[Directions] Give all of the items below as one numbered list, leaving out any blank lines.
— Begin Exercise material —
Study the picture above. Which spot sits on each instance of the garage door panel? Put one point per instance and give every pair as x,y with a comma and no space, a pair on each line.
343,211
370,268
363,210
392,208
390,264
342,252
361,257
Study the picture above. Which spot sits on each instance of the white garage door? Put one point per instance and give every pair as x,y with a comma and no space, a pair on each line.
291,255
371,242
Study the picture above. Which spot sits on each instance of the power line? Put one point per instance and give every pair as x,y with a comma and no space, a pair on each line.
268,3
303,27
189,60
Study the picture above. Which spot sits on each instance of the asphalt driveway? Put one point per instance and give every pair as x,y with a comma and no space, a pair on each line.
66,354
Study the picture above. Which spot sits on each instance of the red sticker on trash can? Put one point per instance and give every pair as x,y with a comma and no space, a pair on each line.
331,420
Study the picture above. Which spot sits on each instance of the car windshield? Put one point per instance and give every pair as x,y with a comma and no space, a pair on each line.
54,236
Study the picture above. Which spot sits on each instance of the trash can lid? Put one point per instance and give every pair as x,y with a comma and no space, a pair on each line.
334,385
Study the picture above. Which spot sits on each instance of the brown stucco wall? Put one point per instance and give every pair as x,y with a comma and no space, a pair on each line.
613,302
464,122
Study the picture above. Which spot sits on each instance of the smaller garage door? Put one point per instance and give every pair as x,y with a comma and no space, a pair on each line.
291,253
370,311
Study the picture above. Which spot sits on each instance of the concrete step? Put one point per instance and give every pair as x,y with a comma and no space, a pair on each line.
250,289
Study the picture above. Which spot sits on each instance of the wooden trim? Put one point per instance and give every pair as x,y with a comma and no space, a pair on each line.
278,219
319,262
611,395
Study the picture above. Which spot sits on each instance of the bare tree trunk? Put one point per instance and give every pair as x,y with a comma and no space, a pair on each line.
— End Exercise material —
[Output for this exercise]
1. Study the picture above. Which spot sits on each instance of the garage door panel? Put one point per instance and give every pair as x,y with a comma and no space, a pair on each line.
2. 343,211
3. 370,268
4. 363,210
5. 392,208
6. 390,264
7. 342,252
8. 361,257
9. Study the picture above. Which spot sits on each instance of the white garage door? Put one point per instance and give every pair as x,y with a comma and no space, a pair on each line.
10. 291,255
11. 371,242
12. Study the picture above. Which spot sits on each instance of the power line? Put one point per instance and give every pair as x,y with a comma and no space, a pair on each line.
13. 268,3
14. 303,27
15. 189,60
16. Study the picture above. Which spot sits on each instance of the asphalt driveway? Put one point per instance and give every pair as x,y with a comma and no space, a pair on each line.
17. 66,354
18. Study the picture above. Which spot sits on each instance of the red sticker on trash can? Put one point per instance and give every pair as x,y with a comma and no space, a pair on each line.
19. 331,420
20. Study the picture above. Which spot sits on each instance of the car windshield? Put one point per instance and give every pair as x,y with a comma and no space, a pair on each line.
21. 54,236
22. Study the picture above. Which spot sits on each instance of the trash can lid? Put one point per instance and give every pair as x,y with a comma and no space, a pair on each line.
23. 334,385
24. Study the picture above. Which spot sits on each instance of the brown stucco wall? Put one point per instance and give every pair as x,y with a comma and no space, a pair on each line.
25. 613,302
26. 464,122
27. Study the picture above. Which spot sits on each instance of the smaller garage door? Put one point per instance and give every pair as x,y with a comma and no space, a pair on each line.
28. 291,253
29. 370,311
30. Study the picture above. Which spot sits on each instance of the concrete step? Put one point per instance and give every pair as x,y with a comma and no space, a pair on each line.
31. 250,289
32. Study the picture above. Which spot sits on each instance of the wooden trim? Put one point per instance and give every pair as x,y with a comma and no space, a pair on each line.
33. 278,219
34. 319,262
35. 611,395
36. Study the picture above. Which spot sits on each instance of the bare tree trunk? Put one point per instance and give every pair as x,y with a comma and no space, a pair on each line.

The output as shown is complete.